◆ **To do**
After locating the line with "Put a dot on every instance of the electrical" in the data that follows, return it and every later line exactly, up to and including the line with "Put a dot on every instance of the beige".

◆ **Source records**
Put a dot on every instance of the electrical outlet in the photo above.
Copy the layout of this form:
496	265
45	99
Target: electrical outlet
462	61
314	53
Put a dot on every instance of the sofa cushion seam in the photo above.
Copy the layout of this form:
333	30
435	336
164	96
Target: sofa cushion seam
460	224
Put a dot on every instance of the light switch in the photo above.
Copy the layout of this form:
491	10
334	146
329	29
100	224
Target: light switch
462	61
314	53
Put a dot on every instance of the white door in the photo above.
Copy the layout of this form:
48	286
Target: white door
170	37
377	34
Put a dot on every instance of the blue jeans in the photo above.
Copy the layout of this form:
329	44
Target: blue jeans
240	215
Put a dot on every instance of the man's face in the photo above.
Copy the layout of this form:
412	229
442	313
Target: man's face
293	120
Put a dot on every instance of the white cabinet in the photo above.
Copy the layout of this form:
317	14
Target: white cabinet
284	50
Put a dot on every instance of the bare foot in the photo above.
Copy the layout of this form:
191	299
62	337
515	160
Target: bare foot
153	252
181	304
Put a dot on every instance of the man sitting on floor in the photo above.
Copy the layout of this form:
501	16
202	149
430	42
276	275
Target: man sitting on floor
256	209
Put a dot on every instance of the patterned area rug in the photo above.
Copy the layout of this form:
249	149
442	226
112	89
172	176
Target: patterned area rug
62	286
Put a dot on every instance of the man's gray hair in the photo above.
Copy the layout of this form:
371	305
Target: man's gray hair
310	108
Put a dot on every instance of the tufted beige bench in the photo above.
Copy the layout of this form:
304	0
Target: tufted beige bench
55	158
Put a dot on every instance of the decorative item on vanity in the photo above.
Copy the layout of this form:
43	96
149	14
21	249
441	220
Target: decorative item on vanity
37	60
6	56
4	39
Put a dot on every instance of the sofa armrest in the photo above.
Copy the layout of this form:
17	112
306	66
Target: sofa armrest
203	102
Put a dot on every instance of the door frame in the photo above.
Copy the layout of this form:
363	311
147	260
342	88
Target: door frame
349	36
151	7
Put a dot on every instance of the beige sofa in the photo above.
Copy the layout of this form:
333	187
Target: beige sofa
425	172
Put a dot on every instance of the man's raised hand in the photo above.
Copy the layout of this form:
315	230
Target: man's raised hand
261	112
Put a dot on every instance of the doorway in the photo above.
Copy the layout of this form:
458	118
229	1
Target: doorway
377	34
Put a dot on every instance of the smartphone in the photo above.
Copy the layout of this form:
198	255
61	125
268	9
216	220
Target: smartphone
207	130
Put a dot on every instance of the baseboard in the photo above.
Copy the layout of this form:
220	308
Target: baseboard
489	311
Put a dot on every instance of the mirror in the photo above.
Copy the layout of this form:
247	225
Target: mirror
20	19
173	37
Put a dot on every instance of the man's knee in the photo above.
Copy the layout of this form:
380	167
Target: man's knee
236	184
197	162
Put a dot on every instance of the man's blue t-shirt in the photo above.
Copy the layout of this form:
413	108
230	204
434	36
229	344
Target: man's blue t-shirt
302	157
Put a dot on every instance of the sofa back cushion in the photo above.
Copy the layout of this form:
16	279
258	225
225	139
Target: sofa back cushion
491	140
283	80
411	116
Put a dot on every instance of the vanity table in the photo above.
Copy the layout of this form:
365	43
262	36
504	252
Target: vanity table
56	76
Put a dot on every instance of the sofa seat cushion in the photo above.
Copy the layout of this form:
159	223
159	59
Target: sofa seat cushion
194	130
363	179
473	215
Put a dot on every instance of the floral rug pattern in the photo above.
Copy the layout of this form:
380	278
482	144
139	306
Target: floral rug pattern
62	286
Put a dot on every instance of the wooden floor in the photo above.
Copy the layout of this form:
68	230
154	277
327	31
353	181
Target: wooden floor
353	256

...

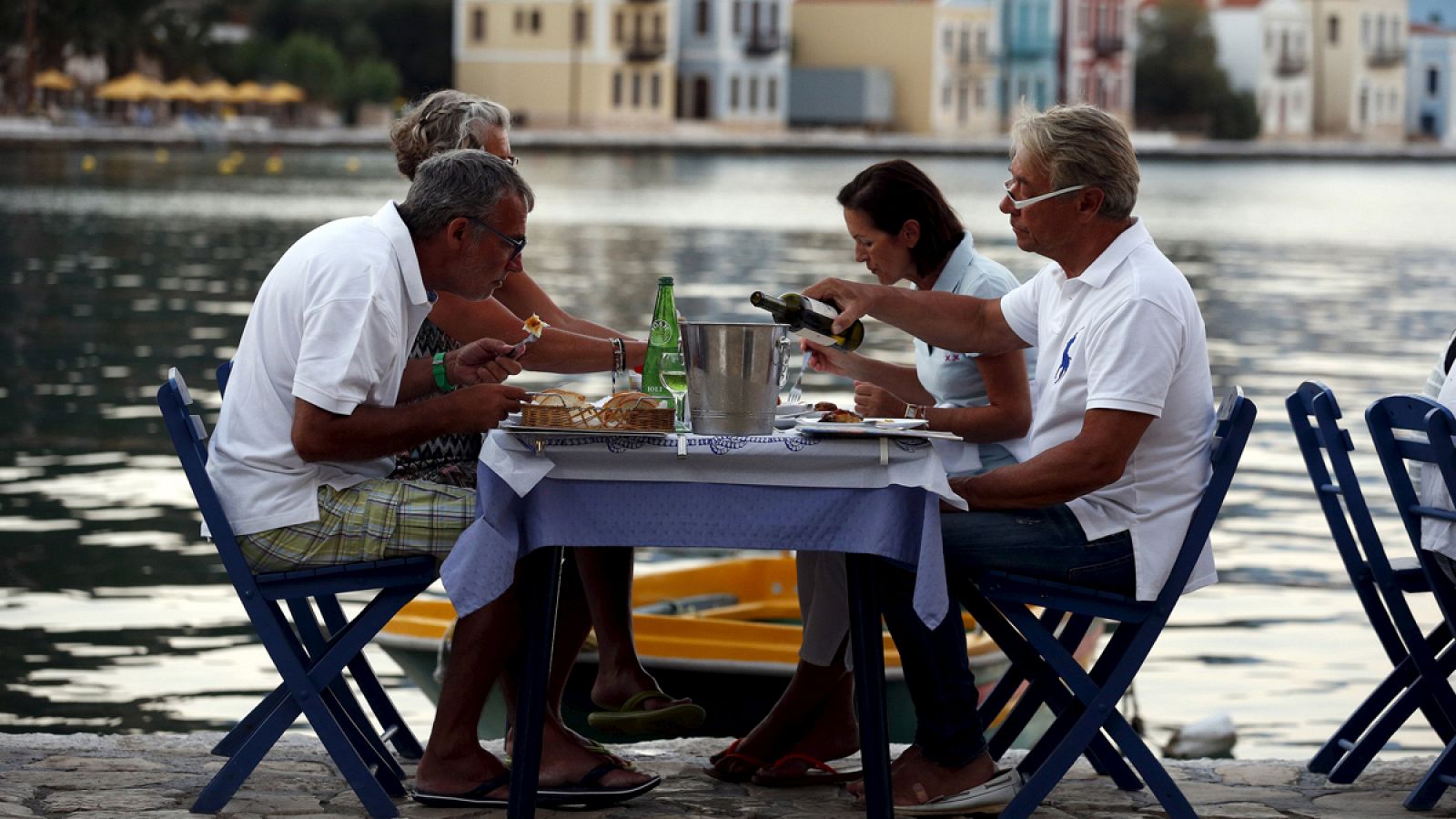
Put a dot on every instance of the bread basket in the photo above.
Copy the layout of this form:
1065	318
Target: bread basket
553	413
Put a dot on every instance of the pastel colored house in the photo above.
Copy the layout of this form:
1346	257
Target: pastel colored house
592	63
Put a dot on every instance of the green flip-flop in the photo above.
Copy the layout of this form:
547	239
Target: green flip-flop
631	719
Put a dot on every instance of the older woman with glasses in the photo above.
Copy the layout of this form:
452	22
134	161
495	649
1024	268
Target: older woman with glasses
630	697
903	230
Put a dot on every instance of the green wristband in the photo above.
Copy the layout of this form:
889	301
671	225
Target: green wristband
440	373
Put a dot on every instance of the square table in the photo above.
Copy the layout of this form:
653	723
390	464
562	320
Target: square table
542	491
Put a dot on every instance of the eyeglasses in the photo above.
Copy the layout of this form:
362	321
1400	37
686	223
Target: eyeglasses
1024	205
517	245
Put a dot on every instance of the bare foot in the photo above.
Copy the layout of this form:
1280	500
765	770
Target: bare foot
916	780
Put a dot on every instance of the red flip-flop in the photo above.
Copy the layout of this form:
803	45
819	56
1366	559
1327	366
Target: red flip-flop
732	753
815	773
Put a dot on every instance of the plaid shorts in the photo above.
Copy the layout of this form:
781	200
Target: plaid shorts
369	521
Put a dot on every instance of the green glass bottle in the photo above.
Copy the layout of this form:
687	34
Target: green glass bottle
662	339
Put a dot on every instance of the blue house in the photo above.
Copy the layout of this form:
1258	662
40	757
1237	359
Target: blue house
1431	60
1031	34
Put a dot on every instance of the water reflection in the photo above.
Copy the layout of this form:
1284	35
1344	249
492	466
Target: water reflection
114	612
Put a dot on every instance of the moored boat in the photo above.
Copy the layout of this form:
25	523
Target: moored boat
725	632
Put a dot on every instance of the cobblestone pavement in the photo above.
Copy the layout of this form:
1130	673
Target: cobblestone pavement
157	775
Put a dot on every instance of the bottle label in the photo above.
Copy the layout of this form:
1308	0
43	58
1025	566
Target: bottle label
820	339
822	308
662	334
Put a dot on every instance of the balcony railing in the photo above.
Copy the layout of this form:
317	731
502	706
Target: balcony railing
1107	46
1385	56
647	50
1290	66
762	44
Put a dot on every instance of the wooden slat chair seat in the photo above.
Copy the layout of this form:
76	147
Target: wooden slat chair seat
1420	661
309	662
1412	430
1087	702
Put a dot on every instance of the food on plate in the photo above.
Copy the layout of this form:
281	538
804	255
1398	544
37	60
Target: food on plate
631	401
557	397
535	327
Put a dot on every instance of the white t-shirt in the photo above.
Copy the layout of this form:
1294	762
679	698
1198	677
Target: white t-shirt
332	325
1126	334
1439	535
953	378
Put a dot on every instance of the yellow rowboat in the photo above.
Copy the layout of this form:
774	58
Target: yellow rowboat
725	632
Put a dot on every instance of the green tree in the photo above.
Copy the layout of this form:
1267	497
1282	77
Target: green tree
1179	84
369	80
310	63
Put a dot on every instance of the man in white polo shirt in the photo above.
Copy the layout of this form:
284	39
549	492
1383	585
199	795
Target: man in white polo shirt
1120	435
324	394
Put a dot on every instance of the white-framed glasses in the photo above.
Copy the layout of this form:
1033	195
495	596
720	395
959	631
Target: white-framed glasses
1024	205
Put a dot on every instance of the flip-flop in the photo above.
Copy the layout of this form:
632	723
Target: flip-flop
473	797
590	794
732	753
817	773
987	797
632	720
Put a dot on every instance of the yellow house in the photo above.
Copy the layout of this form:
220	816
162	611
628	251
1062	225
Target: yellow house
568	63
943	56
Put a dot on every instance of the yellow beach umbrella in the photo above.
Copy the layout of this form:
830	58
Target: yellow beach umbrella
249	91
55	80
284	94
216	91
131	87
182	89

◆ **Solved problem**
Put a dot on every instance of the electrical outlet in the photo above.
Copy the layout of this form:
496	265
45	99
Target: electrical outlet
462	61
314	53
Put a dot on every instance of the sofa cushion seam in the photo above.
Copy the layout of this form:
333	30
435	336
164	96
Target: sofa cushion seam
460	224
Put a dot on every instance of the light switch in the photo above.
Copy the layout of this form:
491	10
334	146
329	29
100	224
Target: light switch
462	61
314	53
Put a dot on every instance of the white door in the photo above.
Copy the layout of this form:
48	286
Target: white door
170	37
377	34
Put a dot on every instance of the blue jeans in the photo above.
Copy the layout of this form:
329	44
Target: blue jeans
240	215
Put a dot on every instance of the man's face in the photo above.
Copy the layout of this form:
412	229
442	313
Target: man's face
293	120
Put a dot on every instance of the white cabinet in the photo above.
Copy the layout of this form:
317	14
Target: white cabinet
284	50
Put a dot on every instance of the bare foot in the photo above.
Copy the layout of this form:
191	299
62	337
515	160
Target: bare foot
153	252
181	304
Put a dot on every instance of the man sitting on floor in the photo above.
Copy the layout of this form:
501	16
202	149
430	42
276	275
Target: man sitting on floor
256	209
Put a dot on every instance of the patterned area rug in the photo above.
Copy the layout of this form:
249	149
442	226
112	89
172	176
Target: patterned area rug
62	286
Put a dot on every instance of the man's gray hair in the photo above.
Copy the layout of this form:
371	305
Target: man's gray hair
310	108
Put a dot on every instance of the tufted beige bench in the photo above.
Copy the layout of this form:
304	0
Target: tufted beige bench
55	158
Put a dot on every instance of the decorative item on vanity in the photo above.
Copy the layout of this form:
43	96
149	14
21	249
441	220
Target: decorative item on vanity
37	60
6	56
4	39
Put a dot on every instance of the sofa armrest in the photo above.
Copy the layout of this form:
17	112
306	66
Target: sofa armrest
203	102
Put a dot on every instance of the door frame in the photo above.
Copy the layout of this form:
363	311
147	260
342	88
Target: door frame
349	36
151	7
Put a dot on every instance of the beige sofa in the photo above.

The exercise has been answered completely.